TASK INSTRUCTIONS: Below are entries. Copy exactly the lines running from the line that holds "point(140, 215)" to the line that holds "point(171, 210)", with both ends included.

SUPPLIED RECORDS:
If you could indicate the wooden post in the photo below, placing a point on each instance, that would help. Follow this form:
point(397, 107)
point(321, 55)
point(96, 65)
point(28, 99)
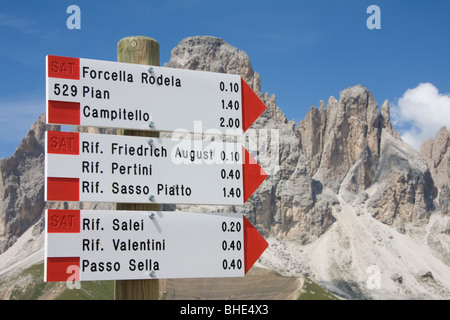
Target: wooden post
point(139, 50)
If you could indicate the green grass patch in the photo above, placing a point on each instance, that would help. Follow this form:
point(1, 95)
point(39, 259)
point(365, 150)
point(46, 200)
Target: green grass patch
point(312, 291)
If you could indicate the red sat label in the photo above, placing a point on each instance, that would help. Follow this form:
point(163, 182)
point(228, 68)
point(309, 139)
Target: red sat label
point(63, 67)
point(63, 221)
point(63, 142)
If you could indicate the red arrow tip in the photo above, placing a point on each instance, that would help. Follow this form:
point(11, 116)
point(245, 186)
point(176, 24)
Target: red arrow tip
point(254, 175)
point(254, 244)
point(252, 106)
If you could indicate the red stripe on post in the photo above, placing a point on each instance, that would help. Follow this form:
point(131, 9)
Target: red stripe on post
point(63, 189)
point(63, 221)
point(63, 112)
point(61, 269)
point(63, 67)
point(63, 142)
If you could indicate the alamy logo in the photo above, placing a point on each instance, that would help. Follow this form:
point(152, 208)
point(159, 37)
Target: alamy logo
point(74, 20)
point(374, 21)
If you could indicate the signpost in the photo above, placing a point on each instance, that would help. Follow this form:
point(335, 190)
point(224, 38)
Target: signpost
point(123, 169)
point(130, 96)
point(106, 245)
point(139, 171)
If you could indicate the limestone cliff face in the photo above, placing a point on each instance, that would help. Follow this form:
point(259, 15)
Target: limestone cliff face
point(22, 185)
point(347, 148)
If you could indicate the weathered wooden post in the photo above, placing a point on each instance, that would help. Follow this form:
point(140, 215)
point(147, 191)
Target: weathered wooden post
point(139, 50)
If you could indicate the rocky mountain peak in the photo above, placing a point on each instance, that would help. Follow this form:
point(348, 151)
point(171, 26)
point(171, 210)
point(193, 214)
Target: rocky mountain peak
point(342, 170)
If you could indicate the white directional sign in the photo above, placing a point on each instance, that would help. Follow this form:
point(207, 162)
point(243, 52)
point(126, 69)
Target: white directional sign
point(114, 168)
point(121, 95)
point(113, 245)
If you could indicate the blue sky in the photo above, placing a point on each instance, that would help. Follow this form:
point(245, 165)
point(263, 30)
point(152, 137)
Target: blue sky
point(305, 51)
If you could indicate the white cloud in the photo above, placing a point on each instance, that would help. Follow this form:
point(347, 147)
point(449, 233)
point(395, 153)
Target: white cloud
point(420, 113)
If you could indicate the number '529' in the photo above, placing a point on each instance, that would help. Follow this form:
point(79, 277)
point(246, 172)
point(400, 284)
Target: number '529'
point(65, 90)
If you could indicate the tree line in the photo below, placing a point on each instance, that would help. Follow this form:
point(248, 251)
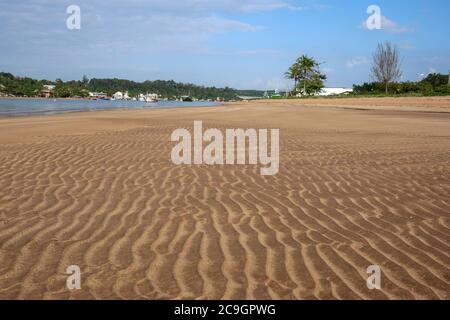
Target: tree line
point(385, 73)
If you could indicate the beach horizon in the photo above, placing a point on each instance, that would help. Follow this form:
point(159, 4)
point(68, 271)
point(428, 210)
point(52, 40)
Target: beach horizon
point(361, 182)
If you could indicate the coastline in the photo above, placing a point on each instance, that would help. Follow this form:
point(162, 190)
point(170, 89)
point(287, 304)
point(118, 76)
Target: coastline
point(99, 190)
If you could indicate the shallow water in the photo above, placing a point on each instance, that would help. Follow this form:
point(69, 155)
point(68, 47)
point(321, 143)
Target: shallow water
point(20, 107)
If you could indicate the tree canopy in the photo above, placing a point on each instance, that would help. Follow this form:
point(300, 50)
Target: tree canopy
point(308, 79)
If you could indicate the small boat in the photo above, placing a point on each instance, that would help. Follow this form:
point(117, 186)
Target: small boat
point(151, 98)
point(187, 99)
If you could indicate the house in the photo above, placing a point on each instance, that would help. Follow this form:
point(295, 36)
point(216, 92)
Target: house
point(118, 95)
point(334, 91)
point(47, 91)
point(98, 95)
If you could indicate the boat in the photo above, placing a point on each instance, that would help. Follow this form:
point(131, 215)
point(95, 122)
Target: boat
point(187, 99)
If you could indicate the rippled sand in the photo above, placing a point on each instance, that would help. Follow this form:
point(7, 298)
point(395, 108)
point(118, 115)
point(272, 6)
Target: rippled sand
point(356, 188)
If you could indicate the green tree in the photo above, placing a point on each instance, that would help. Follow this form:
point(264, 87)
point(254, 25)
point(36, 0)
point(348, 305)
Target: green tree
point(386, 64)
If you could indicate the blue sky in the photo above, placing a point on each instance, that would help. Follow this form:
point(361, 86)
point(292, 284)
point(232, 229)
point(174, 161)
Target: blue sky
point(246, 44)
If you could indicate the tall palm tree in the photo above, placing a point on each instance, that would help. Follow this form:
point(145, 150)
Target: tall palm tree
point(305, 70)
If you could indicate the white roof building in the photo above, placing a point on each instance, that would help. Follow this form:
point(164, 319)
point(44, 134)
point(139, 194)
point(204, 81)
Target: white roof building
point(334, 91)
point(118, 95)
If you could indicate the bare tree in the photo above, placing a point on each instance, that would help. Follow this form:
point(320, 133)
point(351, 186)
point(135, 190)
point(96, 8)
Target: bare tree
point(386, 64)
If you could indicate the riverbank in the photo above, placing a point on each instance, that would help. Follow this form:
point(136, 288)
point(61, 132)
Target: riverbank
point(355, 188)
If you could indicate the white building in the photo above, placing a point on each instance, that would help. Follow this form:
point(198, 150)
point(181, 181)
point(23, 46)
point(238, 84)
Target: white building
point(118, 95)
point(334, 91)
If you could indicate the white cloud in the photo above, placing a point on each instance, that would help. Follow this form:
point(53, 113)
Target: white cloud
point(357, 61)
point(390, 26)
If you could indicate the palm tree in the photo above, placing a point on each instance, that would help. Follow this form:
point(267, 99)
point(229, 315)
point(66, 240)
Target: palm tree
point(306, 71)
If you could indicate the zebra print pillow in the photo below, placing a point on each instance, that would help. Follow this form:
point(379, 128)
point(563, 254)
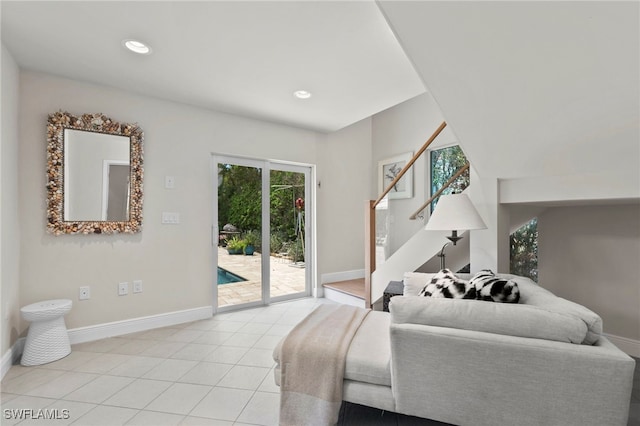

ANSWER BELOW:
point(140, 215)
point(147, 191)
Target: weathered wooden post
point(139, 50)
If you could indicate the rocky mountain peak in the photo above, placing a point on each instance, that would help. Follow this form:
point(348, 151)
point(171, 26)
point(171, 210)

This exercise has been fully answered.